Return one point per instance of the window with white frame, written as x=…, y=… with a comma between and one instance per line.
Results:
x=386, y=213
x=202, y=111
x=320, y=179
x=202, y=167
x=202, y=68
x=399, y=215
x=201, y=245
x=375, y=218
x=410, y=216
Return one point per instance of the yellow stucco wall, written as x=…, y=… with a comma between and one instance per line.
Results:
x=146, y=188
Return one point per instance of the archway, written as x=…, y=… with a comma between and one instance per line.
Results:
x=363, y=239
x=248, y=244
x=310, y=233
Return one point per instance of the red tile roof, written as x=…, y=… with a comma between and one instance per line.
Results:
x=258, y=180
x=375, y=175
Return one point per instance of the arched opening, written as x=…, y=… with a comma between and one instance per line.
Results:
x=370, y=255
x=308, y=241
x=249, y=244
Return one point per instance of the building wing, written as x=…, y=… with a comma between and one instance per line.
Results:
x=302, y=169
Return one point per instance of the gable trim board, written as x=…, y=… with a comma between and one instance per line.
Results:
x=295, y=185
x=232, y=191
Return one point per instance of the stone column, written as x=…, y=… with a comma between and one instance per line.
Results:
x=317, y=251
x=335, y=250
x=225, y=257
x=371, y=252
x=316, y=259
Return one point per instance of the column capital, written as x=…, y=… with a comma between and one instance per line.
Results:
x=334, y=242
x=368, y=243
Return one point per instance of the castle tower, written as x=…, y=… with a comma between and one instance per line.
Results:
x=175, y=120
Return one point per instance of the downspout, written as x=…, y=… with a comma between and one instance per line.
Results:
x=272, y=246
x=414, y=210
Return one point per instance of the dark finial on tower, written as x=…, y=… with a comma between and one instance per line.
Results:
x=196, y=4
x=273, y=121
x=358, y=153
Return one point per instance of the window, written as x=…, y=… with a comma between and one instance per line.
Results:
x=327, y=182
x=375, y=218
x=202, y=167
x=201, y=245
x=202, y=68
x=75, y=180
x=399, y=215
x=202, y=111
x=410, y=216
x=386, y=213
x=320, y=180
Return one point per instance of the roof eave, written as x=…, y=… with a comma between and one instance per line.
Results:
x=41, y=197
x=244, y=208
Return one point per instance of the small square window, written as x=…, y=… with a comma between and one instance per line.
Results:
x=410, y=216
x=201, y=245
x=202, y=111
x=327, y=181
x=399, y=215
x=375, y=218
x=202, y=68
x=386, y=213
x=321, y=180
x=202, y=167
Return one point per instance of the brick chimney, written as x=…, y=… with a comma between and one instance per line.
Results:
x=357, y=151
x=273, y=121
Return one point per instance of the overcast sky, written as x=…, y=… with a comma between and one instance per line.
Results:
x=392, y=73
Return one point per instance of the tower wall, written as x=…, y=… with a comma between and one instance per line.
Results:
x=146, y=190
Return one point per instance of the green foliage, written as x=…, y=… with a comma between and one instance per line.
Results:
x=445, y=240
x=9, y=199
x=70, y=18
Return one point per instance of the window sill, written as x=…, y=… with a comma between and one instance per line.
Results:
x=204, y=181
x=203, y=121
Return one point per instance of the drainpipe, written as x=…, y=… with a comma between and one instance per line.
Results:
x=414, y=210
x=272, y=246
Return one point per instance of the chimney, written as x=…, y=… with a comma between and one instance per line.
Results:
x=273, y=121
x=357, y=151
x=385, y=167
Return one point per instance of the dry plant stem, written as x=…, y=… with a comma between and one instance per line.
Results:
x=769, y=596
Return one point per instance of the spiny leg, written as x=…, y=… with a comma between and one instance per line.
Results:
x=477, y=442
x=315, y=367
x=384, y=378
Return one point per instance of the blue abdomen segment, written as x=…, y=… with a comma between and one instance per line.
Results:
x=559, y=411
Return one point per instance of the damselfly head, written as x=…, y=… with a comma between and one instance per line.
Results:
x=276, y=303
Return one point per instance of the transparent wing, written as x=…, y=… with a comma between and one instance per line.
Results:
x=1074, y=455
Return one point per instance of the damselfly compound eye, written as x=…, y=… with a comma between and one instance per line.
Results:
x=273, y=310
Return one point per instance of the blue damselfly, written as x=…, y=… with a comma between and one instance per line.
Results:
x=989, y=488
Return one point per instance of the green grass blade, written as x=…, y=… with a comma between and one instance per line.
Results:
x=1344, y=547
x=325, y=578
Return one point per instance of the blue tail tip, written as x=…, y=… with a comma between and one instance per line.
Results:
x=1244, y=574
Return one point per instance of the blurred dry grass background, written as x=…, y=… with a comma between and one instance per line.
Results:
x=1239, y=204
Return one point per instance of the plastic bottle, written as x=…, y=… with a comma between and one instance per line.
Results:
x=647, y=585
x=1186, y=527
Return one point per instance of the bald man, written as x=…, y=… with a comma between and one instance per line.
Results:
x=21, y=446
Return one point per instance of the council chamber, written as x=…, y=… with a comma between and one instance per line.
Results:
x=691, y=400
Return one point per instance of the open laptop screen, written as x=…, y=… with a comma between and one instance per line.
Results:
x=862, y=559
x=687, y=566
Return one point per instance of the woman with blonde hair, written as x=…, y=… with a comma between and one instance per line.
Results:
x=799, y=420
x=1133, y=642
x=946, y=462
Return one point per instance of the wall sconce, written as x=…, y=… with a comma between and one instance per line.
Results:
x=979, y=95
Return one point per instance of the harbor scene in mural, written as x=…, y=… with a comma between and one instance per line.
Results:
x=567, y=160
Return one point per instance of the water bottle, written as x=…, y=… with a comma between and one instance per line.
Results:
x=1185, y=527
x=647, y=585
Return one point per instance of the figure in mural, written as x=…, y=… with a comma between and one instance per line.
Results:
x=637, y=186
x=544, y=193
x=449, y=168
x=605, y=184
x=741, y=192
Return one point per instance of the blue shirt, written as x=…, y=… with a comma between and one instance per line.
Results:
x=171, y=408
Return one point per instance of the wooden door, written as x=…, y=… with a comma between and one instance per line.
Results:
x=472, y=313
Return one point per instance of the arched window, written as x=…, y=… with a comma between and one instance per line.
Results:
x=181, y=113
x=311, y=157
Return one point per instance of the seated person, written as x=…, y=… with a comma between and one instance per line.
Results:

Assignment:
The entire listing is to be retyped exactly.

Exercise response:
Return one point per instance of the window with white frame, written as x=…, y=… with a comma between and one instance per line.
Results:
x=386, y=213
x=202, y=111
x=320, y=179
x=202, y=167
x=202, y=68
x=399, y=215
x=201, y=245
x=375, y=218
x=410, y=216
Return one point per instance of the yellow stucco wall, written as x=…, y=… with a comma between and one instance per line.
Results:
x=146, y=188
Return one point per instance of the archway, written as x=…, y=… with a comma between and one instance per line.
Results:
x=363, y=239
x=248, y=244
x=310, y=233
Return one point per instance of the red tile roof, written as x=…, y=… with a comma between and one instance per line.
Results:
x=258, y=180
x=375, y=175
Return one point per instance of the arched opening, written as x=…, y=… with a comma between and one instance per line.
Results:
x=370, y=255
x=308, y=241
x=249, y=244
Return one point per instance of the building wing, written as x=…, y=… with a comma between and one instance per line.
Results:
x=302, y=169
Return one point per instance of the gable trim board, written as x=…, y=… with a comma between and one instance per line.
Results:
x=295, y=185
x=232, y=191
Return one point per instance of the stone column, written as x=…, y=… with a comma between and one instance per line.
Results:
x=317, y=251
x=335, y=250
x=225, y=257
x=371, y=252
x=316, y=259
Return one point per instance of the column capital, written as x=…, y=… with a comma between and one instance per line.
Results:
x=334, y=242
x=368, y=243
Return one point per instance of the castle tower, written as x=…, y=… with a comma between and one instance per line.
Results:
x=175, y=120
Return one point per instance of the downspout, written as x=…, y=… with a comma between and one instance per line.
Results:
x=272, y=246
x=414, y=210
Return one point per instance of the dark finial on tower, written as x=…, y=… with a comma between and one instance per line.
Results:
x=196, y=4
x=273, y=121
x=358, y=153
Return one point per instance of the window, written as x=…, y=… with a comma between and one instance per line.
Results:
x=327, y=182
x=375, y=218
x=202, y=167
x=201, y=245
x=202, y=68
x=75, y=180
x=399, y=215
x=202, y=111
x=410, y=216
x=386, y=213
x=320, y=180
Return one point per instance of the roof eave, written as x=…, y=… with a comma between and one instance per line.
Results:
x=41, y=197
x=244, y=208
Return one point per instance of the small square window, written as x=…, y=… with a comma between and one instance per line.
Results:
x=410, y=216
x=201, y=245
x=202, y=111
x=327, y=181
x=399, y=215
x=375, y=218
x=202, y=68
x=386, y=213
x=321, y=180
x=202, y=167
Return one point per instance of the brick chimney, written as x=…, y=… with a comma between and one instance per line.
Results:
x=357, y=151
x=273, y=121
Return one point per instance of the overcast sky, written as x=…, y=… with a comma between and one instance per line.
Results:
x=392, y=73
Return one point per instance of the tower wall, written as x=…, y=… with a comma between and one instance per line.
Results:
x=146, y=190
Return one point per instance of the green foliage, written as x=…, y=… with a comma between and one instance per line.
Results:
x=445, y=240
x=9, y=199
x=70, y=18
Return one point per instance of the window sill, written as x=…, y=… with a comma between and one instance per line.
Results:
x=204, y=181
x=203, y=121
Return one point per instance of the drainpipe, written as x=…, y=… with a comma between and one instance per line.
Results:
x=414, y=210
x=272, y=246
Return one point per instance of the chimney, written as x=…, y=… with a comma between and one instance per line.
Results:
x=273, y=121
x=357, y=151
x=385, y=167
Return one point per instance of the dry plant stem, written as x=…, y=… with a comma between and one instance per line.
Results:
x=769, y=596
Return one point per instance of the spiny leg, written as x=…, y=… with a comma between and one instance per line.
Results:
x=477, y=442
x=315, y=367
x=384, y=378
Return one point per instance of the blue abdomen segment, written as x=…, y=… with a comma between and one instance per line.
Results:
x=559, y=411
Return one point per instance of the damselfly head, written as x=…, y=… with a comma between and one instance per line.
Results:
x=276, y=303
Return one point per instance of the transparent wing, written as x=…, y=… with a comma between and one instance per line.
Results:
x=1074, y=455
Return one point per instance of the damselfly compound eye, written as x=…, y=… with a comma between and one instance per line.
Results:
x=273, y=310
Return one point per instance of the blue damselfly, written as x=…, y=… with a comma between and one instance per line.
Results:
x=989, y=488
Return one point per instance of the green grass blade, written as x=…, y=… with a comma between and one instance per line.
Results:
x=1344, y=547
x=325, y=578
Return one point per instance of the blue tail tip, written as x=…, y=… with a comma between and one instance per line.
Results:
x=1244, y=574
Return one point per instance of the blurred dry grass background, written as x=…, y=… with a comma between and one instance per line.
Results:
x=1239, y=204
Return one point per instance of the plastic bottle, written as x=…, y=… with a comma between and one instance per line.
Results:
x=647, y=585
x=1186, y=527
Return one point per instance of the bald man, written as x=…, y=… with a comma between and one instance per line.
Results:
x=21, y=446
Return one point per instance of the council chamber, written as x=…, y=… with a comma between and one instance per line.
Results:
x=691, y=400
Return one point per instance of the open laptop screen, written as x=…, y=… with a comma between and one instance per line.
Results:
x=862, y=559
x=687, y=566
Return one point per instance of the woman with blonde hair, written as x=…, y=… with a comma between and one instance per line.
Results:
x=799, y=420
x=1133, y=642
x=946, y=462
Return one point per instance of the wall sconce, written as x=…, y=… with a comma between and one instance per line.
Results:
x=979, y=95
Return one point per instance of the harbor scene in mural, written as x=…, y=… with a comma between and one instance per line.
Results:
x=567, y=160
Return one point per instance of the water bottle, written as x=…, y=… with a comma between and one instance per line.
Results:
x=1185, y=527
x=647, y=585
Return one point per instance of the figure in mural, written as x=…, y=… with a comma between and one instance per line.
Results:
x=637, y=186
x=544, y=193
x=449, y=168
x=605, y=184
x=741, y=192
Return one point per instance of the blue shirt, written as x=…, y=… with a comma between and one instance per line.
Results:
x=171, y=408
Return one point per instance of the wooden door, written as x=…, y=… with a comma between and one instance per line.
Results:
x=472, y=313
Return one point per instance of the arched window, written as x=…, y=… with a comma between and one instance per line.
Results:
x=181, y=113
x=311, y=157
Return one point per instance of the seated person, written as x=…, y=… with a comma between and one instance per line.
Results:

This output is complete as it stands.